* **Records for this exercise**
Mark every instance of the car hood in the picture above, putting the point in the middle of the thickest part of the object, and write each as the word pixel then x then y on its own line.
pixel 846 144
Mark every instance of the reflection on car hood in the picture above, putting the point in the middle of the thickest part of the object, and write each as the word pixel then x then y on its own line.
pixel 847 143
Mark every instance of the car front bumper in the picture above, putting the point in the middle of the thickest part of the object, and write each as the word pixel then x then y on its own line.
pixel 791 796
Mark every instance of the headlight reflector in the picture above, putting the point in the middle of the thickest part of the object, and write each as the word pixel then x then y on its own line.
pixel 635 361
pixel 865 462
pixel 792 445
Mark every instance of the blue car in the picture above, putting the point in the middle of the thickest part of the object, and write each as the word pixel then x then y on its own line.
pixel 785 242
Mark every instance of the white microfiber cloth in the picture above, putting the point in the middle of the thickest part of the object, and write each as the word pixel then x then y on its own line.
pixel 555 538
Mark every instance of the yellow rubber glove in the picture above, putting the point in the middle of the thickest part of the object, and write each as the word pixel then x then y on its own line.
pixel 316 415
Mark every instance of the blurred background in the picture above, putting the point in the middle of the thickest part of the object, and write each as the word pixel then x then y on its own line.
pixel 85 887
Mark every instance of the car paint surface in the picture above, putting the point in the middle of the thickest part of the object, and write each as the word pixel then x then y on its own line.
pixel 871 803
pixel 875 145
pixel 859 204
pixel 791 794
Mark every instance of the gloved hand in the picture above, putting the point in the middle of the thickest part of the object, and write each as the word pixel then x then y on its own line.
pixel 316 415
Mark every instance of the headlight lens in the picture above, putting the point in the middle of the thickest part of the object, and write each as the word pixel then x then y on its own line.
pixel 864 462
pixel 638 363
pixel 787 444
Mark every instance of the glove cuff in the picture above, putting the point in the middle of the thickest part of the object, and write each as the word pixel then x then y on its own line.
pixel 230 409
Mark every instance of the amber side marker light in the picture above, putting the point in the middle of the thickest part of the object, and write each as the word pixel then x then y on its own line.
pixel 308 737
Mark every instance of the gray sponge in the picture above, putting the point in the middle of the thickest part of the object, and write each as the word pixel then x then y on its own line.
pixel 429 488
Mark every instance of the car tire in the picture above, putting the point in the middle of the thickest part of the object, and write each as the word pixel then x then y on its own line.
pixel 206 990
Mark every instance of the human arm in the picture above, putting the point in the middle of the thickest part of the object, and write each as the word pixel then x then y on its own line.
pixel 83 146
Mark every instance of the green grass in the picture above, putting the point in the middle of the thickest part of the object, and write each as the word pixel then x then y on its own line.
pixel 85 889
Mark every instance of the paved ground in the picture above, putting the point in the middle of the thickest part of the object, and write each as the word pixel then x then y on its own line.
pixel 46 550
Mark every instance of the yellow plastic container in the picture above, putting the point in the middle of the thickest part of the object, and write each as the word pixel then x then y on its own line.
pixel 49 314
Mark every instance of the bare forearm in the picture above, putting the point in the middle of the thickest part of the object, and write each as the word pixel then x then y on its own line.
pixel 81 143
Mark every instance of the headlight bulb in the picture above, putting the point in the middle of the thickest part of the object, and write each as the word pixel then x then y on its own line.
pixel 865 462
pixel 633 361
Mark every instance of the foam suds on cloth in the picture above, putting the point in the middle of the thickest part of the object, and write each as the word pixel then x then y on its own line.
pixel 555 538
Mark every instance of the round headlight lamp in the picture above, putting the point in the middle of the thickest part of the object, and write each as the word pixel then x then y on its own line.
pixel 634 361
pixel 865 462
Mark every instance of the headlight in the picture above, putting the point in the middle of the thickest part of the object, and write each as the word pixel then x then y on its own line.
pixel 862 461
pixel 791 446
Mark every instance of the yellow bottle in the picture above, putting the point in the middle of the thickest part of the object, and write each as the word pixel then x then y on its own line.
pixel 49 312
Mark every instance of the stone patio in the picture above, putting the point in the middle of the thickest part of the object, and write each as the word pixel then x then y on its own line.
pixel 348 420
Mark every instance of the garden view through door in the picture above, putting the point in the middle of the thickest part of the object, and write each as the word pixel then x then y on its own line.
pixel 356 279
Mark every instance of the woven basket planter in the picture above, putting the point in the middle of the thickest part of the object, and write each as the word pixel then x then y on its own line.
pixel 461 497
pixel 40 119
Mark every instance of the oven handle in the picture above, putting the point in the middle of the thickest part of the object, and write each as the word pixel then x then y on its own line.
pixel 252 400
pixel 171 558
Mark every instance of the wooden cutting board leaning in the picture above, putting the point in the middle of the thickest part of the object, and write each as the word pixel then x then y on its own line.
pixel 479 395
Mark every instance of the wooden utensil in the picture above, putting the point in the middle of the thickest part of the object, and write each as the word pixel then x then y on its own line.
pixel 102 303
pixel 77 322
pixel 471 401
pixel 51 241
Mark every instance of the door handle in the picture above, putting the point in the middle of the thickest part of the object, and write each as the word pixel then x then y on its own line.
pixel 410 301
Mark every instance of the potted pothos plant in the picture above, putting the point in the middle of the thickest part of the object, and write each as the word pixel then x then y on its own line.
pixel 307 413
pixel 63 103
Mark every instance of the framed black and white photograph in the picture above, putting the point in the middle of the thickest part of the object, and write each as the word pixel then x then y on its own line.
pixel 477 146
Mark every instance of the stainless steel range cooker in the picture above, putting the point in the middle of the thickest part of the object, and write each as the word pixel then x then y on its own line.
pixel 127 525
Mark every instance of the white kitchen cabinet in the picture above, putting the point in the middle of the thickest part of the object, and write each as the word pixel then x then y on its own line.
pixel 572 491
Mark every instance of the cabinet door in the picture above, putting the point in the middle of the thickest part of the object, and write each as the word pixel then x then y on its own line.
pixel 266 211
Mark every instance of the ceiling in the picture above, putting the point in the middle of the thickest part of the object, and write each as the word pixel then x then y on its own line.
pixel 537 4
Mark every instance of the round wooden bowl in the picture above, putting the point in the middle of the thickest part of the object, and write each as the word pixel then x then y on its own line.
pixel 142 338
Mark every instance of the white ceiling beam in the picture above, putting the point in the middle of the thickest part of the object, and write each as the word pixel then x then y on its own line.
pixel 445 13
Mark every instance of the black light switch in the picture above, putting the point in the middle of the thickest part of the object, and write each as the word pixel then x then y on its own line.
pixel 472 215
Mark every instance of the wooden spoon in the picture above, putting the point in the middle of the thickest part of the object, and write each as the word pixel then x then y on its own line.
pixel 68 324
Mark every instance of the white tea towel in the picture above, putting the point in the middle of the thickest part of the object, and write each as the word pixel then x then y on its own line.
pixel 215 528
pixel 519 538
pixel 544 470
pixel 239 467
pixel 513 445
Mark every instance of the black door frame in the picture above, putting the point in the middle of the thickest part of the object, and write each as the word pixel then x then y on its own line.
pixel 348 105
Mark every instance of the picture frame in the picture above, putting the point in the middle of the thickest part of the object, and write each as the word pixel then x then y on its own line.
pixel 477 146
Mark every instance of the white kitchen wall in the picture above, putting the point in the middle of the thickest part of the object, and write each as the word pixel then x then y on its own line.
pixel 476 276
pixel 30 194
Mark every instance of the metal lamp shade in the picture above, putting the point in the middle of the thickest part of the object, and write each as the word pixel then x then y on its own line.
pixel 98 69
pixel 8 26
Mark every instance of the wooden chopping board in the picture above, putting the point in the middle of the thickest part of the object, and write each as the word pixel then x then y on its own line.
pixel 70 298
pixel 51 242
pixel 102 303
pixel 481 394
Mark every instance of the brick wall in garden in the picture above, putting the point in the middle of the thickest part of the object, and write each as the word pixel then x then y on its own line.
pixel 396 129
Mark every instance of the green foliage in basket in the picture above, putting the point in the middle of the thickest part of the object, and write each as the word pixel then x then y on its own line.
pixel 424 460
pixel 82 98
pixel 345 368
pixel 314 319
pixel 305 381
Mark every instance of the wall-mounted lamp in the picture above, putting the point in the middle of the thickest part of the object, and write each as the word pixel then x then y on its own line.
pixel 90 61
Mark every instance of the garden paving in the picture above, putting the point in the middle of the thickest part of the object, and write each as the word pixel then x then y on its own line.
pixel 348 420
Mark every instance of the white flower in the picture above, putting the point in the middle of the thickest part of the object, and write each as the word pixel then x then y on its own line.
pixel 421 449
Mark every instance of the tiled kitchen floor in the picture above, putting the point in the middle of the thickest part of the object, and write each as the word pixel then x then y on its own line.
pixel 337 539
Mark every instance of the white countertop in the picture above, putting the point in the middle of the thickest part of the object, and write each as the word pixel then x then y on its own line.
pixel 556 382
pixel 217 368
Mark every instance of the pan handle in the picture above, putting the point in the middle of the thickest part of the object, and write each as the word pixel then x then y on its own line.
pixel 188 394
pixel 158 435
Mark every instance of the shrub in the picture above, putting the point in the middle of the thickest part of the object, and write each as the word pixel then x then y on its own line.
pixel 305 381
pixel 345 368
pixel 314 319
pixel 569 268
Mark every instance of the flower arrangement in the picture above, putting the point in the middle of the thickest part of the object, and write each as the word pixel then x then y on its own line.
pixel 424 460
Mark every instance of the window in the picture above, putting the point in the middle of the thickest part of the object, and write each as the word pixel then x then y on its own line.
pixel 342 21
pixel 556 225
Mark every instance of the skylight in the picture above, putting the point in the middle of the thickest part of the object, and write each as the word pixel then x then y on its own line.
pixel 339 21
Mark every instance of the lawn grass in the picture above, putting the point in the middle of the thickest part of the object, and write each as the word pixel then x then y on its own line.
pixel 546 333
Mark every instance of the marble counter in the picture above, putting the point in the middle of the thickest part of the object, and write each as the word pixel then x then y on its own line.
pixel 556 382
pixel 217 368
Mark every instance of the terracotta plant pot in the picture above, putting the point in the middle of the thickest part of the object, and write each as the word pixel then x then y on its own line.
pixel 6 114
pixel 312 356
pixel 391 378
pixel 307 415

* **Assigned task**
Exactly the lines from the one that holds "Mark every instance of the lawn" through the final line of the records above should be written out, and only those.

* **Exercise solution**
Mark every instance of the lawn grass in the picture above, putting the point in the middle of the thickest part of the object, and write each as the word pixel then x then y on its own line.
pixel 546 333
Mark every instance of the marble counter in the picture above, putting the point in the middle of the thickest part of the object, and write each as the word pixel then x then y on its own line.
pixel 556 382
pixel 217 368
Mark every instance of the terracotta plant pot in the picture above, putting the point in the middle of the thickest part of the object, and write each as the word pixel then x then y on its own line.
pixel 6 114
pixel 312 356
pixel 391 378
pixel 307 415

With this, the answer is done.